WHAT YOU WILL DO >>
Say the number of lines in the records below that hold the word "blueberry", and only that number.

DATA FOR THIS TASK >>
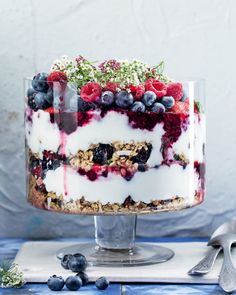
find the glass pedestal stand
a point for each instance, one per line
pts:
(115, 245)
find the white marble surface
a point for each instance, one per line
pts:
(196, 38)
(37, 261)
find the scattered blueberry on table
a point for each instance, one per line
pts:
(102, 283)
(76, 263)
(65, 261)
(73, 283)
(55, 283)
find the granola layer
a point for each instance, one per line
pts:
(51, 202)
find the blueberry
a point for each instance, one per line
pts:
(102, 153)
(158, 108)
(40, 100)
(124, 99)
(32, 104)
(49, 96)
(143, 154)
(77, 262)
(184, 97)
(65, 260)
(55, 283)
(138, 106)
(102, 283)
(39, 82)
(168, 101)
(73, 283)
(31, 92)
(149, 98)
(142, 167)
(107, 98)
(84, 277)
(77, 104)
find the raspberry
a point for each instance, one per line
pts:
(137, 91)
(181, 107)
(175, 90)
(110, 86)
(92, 175)
(59, 77)
(159, 88)
(90, 92)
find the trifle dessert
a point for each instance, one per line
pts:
(119, 137)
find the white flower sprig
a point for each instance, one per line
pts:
(81, 71)
(10, 275)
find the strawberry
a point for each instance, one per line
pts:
(159, 88)
(137, 91)
(175, 90)
(90, 92)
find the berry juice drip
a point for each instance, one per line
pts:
(63, 139)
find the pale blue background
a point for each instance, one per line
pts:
(196, 38)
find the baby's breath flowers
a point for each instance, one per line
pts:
(124, 73)
(10, 276)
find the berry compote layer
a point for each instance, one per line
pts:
(96, 151)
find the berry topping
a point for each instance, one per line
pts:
(55, 283)
(102, 153)
(59, 77)
(65, 261)
(175, 90)
(92, 175)
(77, 263)
(32, 104)
(124, 99)
(31, 92)
(102, 283)
(137, 91)
(158, 108)
(168, 101)
(137, 106)
(51, 110)
(39, 82)
(90, 92)
(142, 167)
(73, 283)
(111, 87)
(40, 99)
(159, 88)
(49, 96)
(149, 98)
(107, 98)
(143, 154)
(79, 105)
(84, 277)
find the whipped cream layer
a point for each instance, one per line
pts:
(42, 134)
(155, 184)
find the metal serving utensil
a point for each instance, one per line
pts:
(206, 264)
(227, 278)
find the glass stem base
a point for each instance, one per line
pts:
(115, 245)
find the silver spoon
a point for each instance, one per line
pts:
(206, 264)
(227, 278)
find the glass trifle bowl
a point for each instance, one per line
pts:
(114, 141)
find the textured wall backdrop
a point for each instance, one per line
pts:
(195, 38)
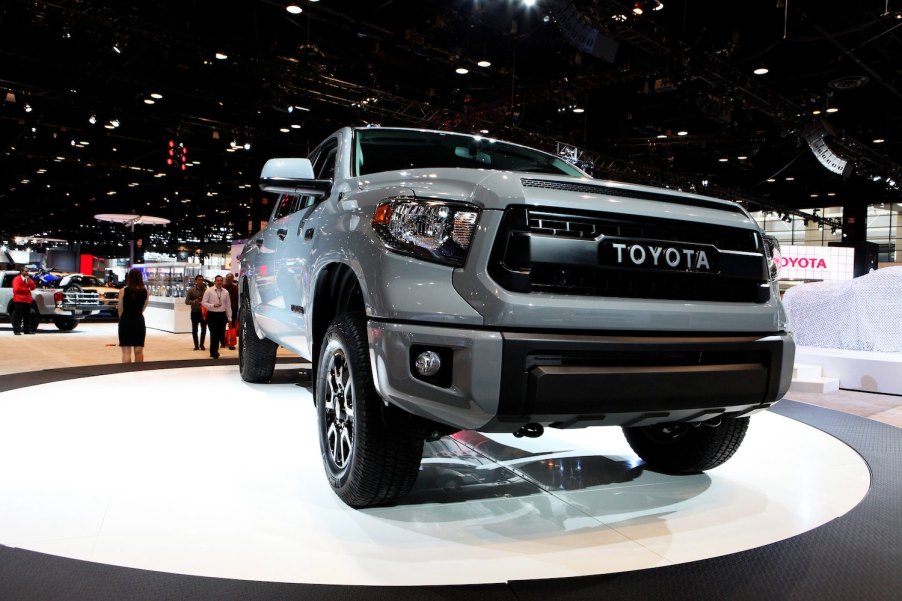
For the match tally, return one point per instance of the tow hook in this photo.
(530, 431)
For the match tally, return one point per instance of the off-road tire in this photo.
(681, 448)
(256, 356)
(65, 324)
(371, 453)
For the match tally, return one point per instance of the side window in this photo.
(327, 168)
(323, 159)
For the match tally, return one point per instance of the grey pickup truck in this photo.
(441, 282)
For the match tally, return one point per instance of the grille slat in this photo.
(522, 262)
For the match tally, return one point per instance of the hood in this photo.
(496, 190)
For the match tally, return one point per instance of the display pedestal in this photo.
(169, 314)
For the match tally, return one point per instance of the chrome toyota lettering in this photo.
(647, 255)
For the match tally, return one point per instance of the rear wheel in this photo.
(371, 452)
(256, 356)
(681, 448)
(65, 324)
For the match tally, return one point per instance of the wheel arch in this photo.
(337, 291)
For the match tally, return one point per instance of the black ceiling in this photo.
(685, 67)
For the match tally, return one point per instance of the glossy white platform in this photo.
(193, 471)
(869, 371)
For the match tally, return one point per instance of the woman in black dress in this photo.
(133, 300)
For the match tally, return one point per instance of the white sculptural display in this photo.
(861, 314)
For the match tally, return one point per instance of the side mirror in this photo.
(292, 176)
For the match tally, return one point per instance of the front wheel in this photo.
(371, 452)
(65, 324)
(684, 448)
(256, 356)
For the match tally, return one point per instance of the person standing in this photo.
(133, 299)
(219, 314)
(22, 300)
(193, 297)
(232, 288)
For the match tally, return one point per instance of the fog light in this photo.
(428, 363)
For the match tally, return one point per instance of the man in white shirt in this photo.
(219, 314)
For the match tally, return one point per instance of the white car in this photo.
(107, 295)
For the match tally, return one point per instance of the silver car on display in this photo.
(441, 282)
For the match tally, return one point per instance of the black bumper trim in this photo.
(628, 380)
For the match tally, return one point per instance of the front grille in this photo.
(553, 251)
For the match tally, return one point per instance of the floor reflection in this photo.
(469, 465)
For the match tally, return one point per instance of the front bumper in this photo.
(499, 381)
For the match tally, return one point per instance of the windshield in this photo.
(397, 149)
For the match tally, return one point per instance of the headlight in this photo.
(430, 230)
(774, 256)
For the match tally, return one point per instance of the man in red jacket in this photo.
(21, 317)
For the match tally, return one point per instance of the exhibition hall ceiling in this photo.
(92, 93)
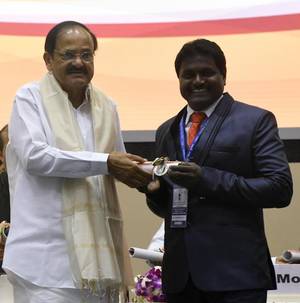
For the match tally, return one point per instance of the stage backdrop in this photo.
(138, 43)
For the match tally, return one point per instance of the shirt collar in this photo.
(207, 111)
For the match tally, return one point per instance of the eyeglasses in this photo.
(86, 56)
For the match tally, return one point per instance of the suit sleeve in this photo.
(271, 185)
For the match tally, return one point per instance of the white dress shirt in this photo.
(36, 248)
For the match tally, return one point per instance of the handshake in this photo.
(137, 172)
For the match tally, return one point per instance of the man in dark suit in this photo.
(215, 245)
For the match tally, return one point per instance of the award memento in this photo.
(159, 167)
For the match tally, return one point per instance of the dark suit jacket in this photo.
(244, 169)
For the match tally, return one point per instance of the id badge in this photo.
(179, 207)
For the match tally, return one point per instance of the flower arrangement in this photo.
(148, 287)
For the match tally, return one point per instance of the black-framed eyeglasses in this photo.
(86, 56)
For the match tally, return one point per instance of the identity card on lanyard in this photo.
(180, 194)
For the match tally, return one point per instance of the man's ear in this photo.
(48, 61)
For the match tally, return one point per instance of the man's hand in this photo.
(125, 168)
(185, 174)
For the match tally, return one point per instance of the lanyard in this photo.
(186, 154)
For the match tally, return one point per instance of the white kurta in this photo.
(36, 249)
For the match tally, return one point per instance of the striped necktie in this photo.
(196, 119)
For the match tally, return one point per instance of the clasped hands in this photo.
(125, 167)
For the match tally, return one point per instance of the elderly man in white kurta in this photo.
(65, 243)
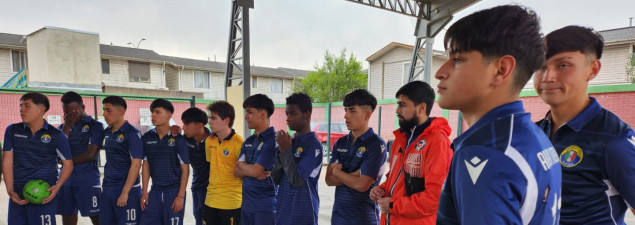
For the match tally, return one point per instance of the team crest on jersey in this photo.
(46, 138)
(120, 138)
(85, 128)
(298, 151)
(571, 156)
(360, 151)
(420, 145)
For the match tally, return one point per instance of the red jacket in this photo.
(424, 165)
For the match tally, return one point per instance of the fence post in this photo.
(379, 123)
(328, 136)
(459, 126)
(95, 104)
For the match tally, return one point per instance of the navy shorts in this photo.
(159, 209)
(257, 218)
(74, 198)
(113, 214)
(32, 214)
(198, 201)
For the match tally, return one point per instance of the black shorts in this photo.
(214, 216)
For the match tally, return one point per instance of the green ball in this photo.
(36, 190)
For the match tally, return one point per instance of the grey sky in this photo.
(284, 33)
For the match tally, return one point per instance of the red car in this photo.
(338, 130)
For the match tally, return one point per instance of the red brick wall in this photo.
(620, 103)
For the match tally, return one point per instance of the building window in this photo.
(406, 73)
(276, 86)
(18, 59)
(139, 72)
(105, 66)
(201, 79)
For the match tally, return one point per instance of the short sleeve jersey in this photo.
(225, 189)
(35, 155)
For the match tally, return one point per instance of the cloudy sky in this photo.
(284, 33)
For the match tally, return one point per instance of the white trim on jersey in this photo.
(242, 158)
(528, 208)
(316, 171)
(59, 154)
(610, 192)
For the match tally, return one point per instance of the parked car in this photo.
(338, 130)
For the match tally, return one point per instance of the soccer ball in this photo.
(36, 190)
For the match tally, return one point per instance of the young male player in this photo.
(420, 158)
(124, 150)
(356, 164)
(82, 191)
(31, 149)
(504, 170)
(224, 193)
(194, 121)
(596, 148)
(298, 166)
(166, 160)
(257, 156)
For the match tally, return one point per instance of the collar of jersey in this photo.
(122, 128)
(579, 121)
(304, 137)
(45, 126)
(369, 133)
(498, 112)
(229, 137)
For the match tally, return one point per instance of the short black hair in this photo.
(360, 97)
(194, 115)
(574, 38)
(162, 103)
(260, 102)
(37, 98)
(418, 92)
(302, 100)
(224, 110)
(503, 30)
(115, 101)
(70, 97)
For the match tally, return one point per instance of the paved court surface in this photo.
(326, 205)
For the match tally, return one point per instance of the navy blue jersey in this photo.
(297, 170)
(504, 171)
(259, 195)
(200, 166)
(165, 157)
(84, 132)
(597, 155)
(368, 155)
(121, 147)
(35, 155)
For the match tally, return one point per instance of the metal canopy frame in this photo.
(432, 16)
(238, 51)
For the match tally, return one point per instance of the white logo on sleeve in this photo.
(632, 140)
(475, 167)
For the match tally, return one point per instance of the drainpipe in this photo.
(181, 78)
(163, 76)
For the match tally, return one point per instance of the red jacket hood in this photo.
(438, 124)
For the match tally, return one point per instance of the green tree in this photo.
(630, 69)
(338, 76)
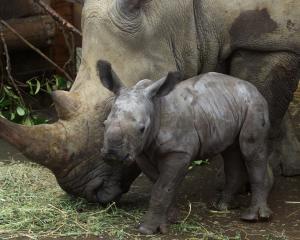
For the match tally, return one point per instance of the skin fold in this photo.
(164, 130)
(257, 40)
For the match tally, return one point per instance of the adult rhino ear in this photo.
(131, 5)
(108, 77)
(76, 1)
(164, 86)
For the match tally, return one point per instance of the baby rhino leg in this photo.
(235, 178)
(253, 144)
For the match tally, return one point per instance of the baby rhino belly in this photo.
(217, 127)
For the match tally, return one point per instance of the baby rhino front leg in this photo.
(173, 167)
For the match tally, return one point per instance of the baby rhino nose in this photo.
(114, 137)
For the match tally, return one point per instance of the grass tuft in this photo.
(33, 205)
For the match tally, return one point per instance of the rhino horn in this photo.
(41, 143)
(66, 103)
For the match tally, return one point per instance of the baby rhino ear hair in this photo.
(108, 77)
(164, 86)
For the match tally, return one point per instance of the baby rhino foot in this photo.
(222, 205)
(257, 213)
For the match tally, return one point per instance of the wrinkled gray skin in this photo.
(164, 130)
(257, 40)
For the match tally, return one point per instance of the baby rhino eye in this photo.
(142, 129)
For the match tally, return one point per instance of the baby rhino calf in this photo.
(164, 125)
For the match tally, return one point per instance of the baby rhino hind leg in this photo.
(253, 145)
(235, 178)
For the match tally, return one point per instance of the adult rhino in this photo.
(256, 40)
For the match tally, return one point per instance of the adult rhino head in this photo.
(70, 147)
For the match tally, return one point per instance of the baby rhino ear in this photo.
(164, 86)
(108, 77)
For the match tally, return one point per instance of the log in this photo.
(19, 8)
(38, 30)
(26, 64)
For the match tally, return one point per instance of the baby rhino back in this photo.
(221, 104)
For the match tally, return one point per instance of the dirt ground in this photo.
(197, 191)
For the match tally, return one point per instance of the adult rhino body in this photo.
(255, 40)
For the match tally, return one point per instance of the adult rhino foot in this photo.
(256, 213)
(152, 229)
(173, 214)
(153, 223)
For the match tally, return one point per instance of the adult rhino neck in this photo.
(208, 36)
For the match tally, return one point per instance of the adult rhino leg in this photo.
(276, 75)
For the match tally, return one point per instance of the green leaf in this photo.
(49, 89)
(34, 85)
(38, 87)
(21, 111)
(10, 93)
(12, 116)
(28, 121)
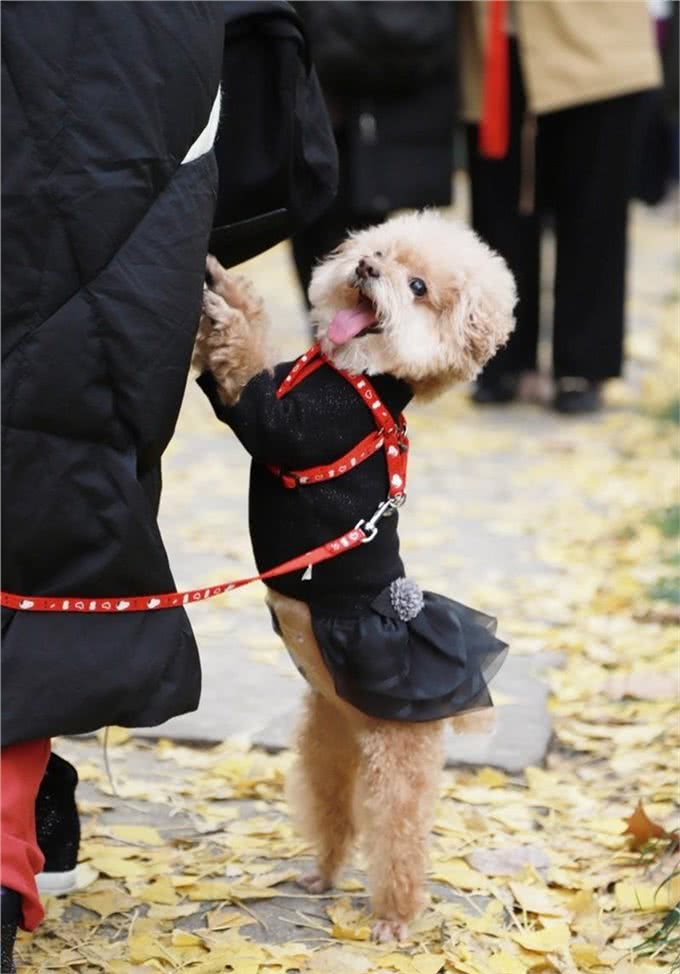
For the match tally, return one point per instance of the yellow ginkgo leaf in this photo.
(543, 941)
(141, 834)
(505, 963)
(536, 899)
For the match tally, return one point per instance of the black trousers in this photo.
(584, 161)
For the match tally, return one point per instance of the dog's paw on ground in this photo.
(383, 931)
(215, 307)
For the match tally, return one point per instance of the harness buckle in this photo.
(384, 509)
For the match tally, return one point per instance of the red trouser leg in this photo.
(22, 767)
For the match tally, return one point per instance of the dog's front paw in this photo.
(215, 308)
(314, 883)
(385, 930)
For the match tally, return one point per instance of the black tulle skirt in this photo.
(435, 665)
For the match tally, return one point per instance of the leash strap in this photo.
(389, 435)
(170, 600)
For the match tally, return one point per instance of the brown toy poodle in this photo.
(402, 309)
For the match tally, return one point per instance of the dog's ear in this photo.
(478, 317)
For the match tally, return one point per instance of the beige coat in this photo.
(571, 51)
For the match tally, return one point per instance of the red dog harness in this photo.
(388, 435)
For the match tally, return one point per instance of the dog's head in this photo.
(419, 297)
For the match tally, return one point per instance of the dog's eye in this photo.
(418, 286)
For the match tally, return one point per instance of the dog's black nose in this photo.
(366, 269)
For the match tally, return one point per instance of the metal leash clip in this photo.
(383, 510)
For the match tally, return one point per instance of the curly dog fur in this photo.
(356, 776)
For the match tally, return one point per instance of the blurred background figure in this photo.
(388, 74)
(657, 173)
(552, 94)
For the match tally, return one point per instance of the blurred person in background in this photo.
(656, 179)
(387, 70)
(552, 96)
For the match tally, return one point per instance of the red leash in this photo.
(143, 603)
(389, 435)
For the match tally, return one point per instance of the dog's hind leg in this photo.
(396, 793)
(321, 787)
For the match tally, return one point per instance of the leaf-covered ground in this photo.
(561, 868)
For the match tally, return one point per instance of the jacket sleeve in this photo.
(270, 429)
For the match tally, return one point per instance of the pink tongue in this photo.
(349, 322)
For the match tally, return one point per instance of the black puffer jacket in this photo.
(105, 233)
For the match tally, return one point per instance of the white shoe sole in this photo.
(69, 881)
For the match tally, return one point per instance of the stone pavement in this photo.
(468, 530)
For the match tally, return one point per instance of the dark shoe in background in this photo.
(497, 390)
(58, 827)
(10, 910)
(576, 396)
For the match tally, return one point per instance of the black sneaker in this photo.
(58, 828)
(10, 911)
(497, 390)
(576, 395)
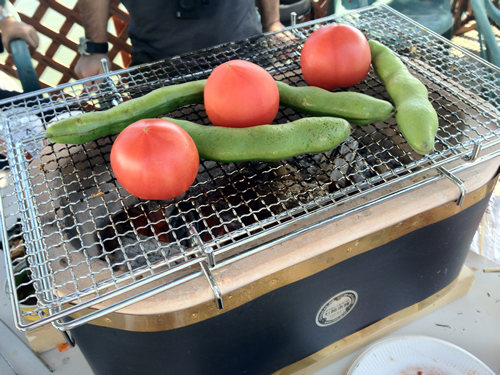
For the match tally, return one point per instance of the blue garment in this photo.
(155, 29)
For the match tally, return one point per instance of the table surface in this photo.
(471, 322)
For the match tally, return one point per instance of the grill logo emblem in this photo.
(336, 308)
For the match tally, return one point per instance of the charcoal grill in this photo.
(246, 231)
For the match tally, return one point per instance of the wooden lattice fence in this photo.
(58, 25)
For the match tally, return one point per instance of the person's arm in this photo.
(12, 28)
(270, 15)
(94, 16)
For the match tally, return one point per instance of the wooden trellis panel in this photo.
(62, 53)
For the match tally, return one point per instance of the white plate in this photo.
(417, 355)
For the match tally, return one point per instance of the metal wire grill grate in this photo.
(84, 239)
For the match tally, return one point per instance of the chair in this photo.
(483, 11)
(22, 57)
(433, 14)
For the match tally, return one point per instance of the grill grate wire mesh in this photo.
(73, 237)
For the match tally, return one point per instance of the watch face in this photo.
(87, 47)
(82, 46)
(4, 14)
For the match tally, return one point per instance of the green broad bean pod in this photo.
(93, 125)
(415, 115)
(267, 142)
(355, 107)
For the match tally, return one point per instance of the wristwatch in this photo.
(87, 47)
(4, 14)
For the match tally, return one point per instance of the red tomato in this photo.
(335, 56)
(154, 159)
(239, 94)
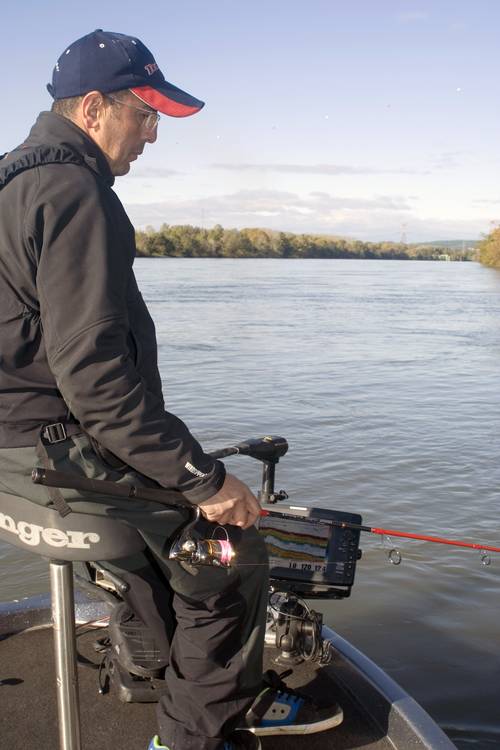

WRITTEN ANSWER >>
2